- [The problem]: Render every line of the records below as a Markdown table with the columns "Row" and "Line", giving each line its own numbered row and leaving out blank lines.

[begin Entries provided]

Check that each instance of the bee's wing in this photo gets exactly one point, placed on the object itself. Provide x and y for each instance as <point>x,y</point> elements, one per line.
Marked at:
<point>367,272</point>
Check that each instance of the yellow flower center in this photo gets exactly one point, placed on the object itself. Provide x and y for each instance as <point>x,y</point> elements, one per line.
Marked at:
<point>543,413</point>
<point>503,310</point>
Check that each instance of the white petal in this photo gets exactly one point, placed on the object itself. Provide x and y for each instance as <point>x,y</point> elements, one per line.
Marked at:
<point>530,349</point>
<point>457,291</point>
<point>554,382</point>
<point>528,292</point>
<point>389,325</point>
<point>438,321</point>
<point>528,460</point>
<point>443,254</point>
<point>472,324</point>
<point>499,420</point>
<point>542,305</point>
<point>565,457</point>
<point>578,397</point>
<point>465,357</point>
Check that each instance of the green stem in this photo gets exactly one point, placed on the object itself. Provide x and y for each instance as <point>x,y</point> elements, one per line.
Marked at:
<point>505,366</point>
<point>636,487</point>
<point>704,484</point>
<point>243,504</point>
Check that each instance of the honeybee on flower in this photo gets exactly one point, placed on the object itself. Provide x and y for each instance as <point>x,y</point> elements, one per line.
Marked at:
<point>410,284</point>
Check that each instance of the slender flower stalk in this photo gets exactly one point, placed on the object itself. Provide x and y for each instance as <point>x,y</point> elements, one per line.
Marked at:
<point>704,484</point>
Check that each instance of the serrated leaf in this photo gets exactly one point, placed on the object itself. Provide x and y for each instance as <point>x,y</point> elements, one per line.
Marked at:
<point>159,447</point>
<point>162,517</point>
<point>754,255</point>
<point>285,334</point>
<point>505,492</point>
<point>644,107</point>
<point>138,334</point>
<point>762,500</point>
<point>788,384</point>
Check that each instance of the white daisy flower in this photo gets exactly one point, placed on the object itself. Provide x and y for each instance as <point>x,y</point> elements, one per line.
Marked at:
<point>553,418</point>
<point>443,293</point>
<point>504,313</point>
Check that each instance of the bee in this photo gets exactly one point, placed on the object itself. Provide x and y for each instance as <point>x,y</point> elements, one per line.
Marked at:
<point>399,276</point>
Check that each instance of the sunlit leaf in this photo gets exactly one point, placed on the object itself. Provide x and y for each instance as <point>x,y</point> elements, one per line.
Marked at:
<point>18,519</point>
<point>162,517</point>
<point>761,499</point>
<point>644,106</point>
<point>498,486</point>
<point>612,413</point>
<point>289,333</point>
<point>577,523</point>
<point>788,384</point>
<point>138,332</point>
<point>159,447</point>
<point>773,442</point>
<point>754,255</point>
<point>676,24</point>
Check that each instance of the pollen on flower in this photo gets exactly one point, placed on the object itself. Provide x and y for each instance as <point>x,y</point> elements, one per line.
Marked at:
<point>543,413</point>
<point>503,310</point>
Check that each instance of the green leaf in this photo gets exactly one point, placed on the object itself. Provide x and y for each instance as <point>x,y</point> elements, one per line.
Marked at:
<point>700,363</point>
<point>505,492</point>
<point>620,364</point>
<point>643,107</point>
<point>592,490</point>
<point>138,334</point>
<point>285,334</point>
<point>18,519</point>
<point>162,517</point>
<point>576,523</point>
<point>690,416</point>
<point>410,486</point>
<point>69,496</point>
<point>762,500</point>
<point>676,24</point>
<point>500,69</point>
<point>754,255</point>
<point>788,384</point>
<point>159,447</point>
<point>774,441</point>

[end Entries provided]

- [Result of this task]:
| Row | Line |
|---|---|
| 1 | Check that each instance of the bee's wing in this photo gets exactly one point, placed on the object itself. Provide x and y for each instance as <point>x,y</point> elements, one per line. |
| 2 | Marked at: |
| 3 | <point>367,272</point> |
| 4 | Check that each instance of the yellow flower center in this photo gets exactly one point, placed on the object itself. Provide x and y for each instance as <point>x,y</point> elements, one per line. |
| 5 | Marked at: |
| 6 | <point>543,413</point> |
| 7 | <point>503,310</point> |
| 8 | Check that each instance of the white petal in this photo gets exactly one point, placed on the object itself. Provide x and y for each instance as <point>x,y</point> elements, one per line. |
| 9 | Marked at: |
| 10 | <point>530,349</point> |
| 11 | <point>457,291</point> |
| 12 | <point>554,382</point> |
| 13 | <point>528,292</point> |
| 14 | <point>389,325</point> |
| 15 | <point>438,321</point> |
| 16 | <point>528,460</point> |
| 17 | <point>443,254</point> |
| 18 | <point>472,324</point> |
| 19 | <point>499,420</point> |
| 20 | <point>542,305</point> |
| 21 | <point>565,457</point> |
| 22 | <point>578,397</point> |
| 23 | <point>465,357</point> |
| 24 | Check that each instance of the green stem in this photo gets exactly one point, placed on the object itself. Provide x and y for each instance as <point>x,y</point> elements, one per line. |
| 25 | Marked at: |
| 26 | <point>505,366</point> |
| 27 | <point>636,487</point> |
| 28 | <point>704,484</point> |
| 29 | <point>243,504</point> |
| 30 | Check that each instance of the honeybee on flower in this photo gets exactly one point, placed on the object itself. Provide x and y for each instance as <point>x,y</point> elements, one per line. |
| 31 | Marked at: |
| 32 | <point>410,284</point> |
| 33 | Check that each instance of the slender flower stalk in this photo gets exactly one point, placed on the object itself. Provide x and y for each instance as <point>x,y</point> elements, one per line. |
| 34 | Marked at: |
| 35 | <point>704,484</point> |
| 36 | Check that each instance of the serrated leaf in this photo gets exactly one point, placed on the object itself. Provide x and y for each instance as <point>x,y</point> elements, one per line. |
| 37 | Marked at: |
| 38 | <point>159,447</point> |
| 39 | <point>162,517</point> |
| 40 | <point>754,255</point> |
| 41 | <point>285,334</point> |
| 42 | <point>505,492</point> |
| 43 | <point>644,107</point> |
| 44 | <point>138,334</point> |
| 45 | <point>762,500</point> |
| 46 | <point>788,384</point> |
| 47 | Check that each instance of the white daisy flower in this photo gets exactly one point, placed on the object itself. Provide x and y for each instance as <point>x,y</point> elements, one per line. |
| 48 | Marked at: |
| 49 | <point>553,418</point> |
| 50 | <point>443,293</point> |
| 51 | <point>504,313</point> |
| 52 | Check that each instance of the bee in this photo gets exactly one point, placed on the object itself. Provide x and y for each instance as <point>x,y</point> elements, one per line. |
| 53 | Marked at: |
| 54 | <point>399,276</point> |
| 55 | Check that each instance of the sunlit leaf in this photo gets exactly one point, placed on the object itself. Provide x and y for each instance as <point>x,y</point> elements, one per line. |
| 56 | Marked at: |
| 57 | <point>18,519</point> |
| 58 | <point>162,517</point> |
| 59 | <point>761,499</point> |
| 60 | <point>644,106</point> |
| 61 | <point>498,486</point> |
| 62 | <point>612,413</point> |
| 63 | <point>289,333</point> |
| 64 | <point>577,523</point> |
| 65 | <point>788,384</point> |
| 66 | <point>138,332</point> |
| 67 | <point>159,447</point> |
| 68 | <point>773,442</point> |
| 69 | <point>754,255</point> |
| 70 | <point>676,24</point> |
| 71 | Check that each instance of the pollen on flower in this photo gets exactly one point, placed on the object itself. Provide x and y for each instance as <point>x,y</point> elements, one per line. |
| 72 | Marked at: |
| 73 | <point>543,413</point> |
| 74 | <point>503,310</point> |
| 75 | Check that each instance of the green leaf in this photo gets exactly one point, placed on the object itself. Provide x and y for each instance as <point>x,y</point> elements, one per line. |
| 76 | Marked at: |
| 77 | <point>700,363</point> |
| 78 | <point>505,492</point> |
| 79 | <point>620,364</point> |
| 80 | <point>643,107</point> |
| 81 | <point>592,490</point> |
| 82 | <point>138,334</point> |
| 83 | <point>285,334</point> |
| 84 | <point>18,519</point> |
| 85 | <point>162,517</point> |
| 86 | <point>576,523</point> |
| 87 | <point>690,416</point> |
| 88 | <point>410,486</point> |
| 89 | <point>69,496</point> |
| 90 | <point>762,500</point> |
| 91 | <point>676,24</point> |
| 92 | <point>500,69</point> |
| 93 | <point>754,255</point> |
| 94 | <point>788,384</point> |
| 95 | <point>159,447</point> |
| 96 | <point>774,441</point> |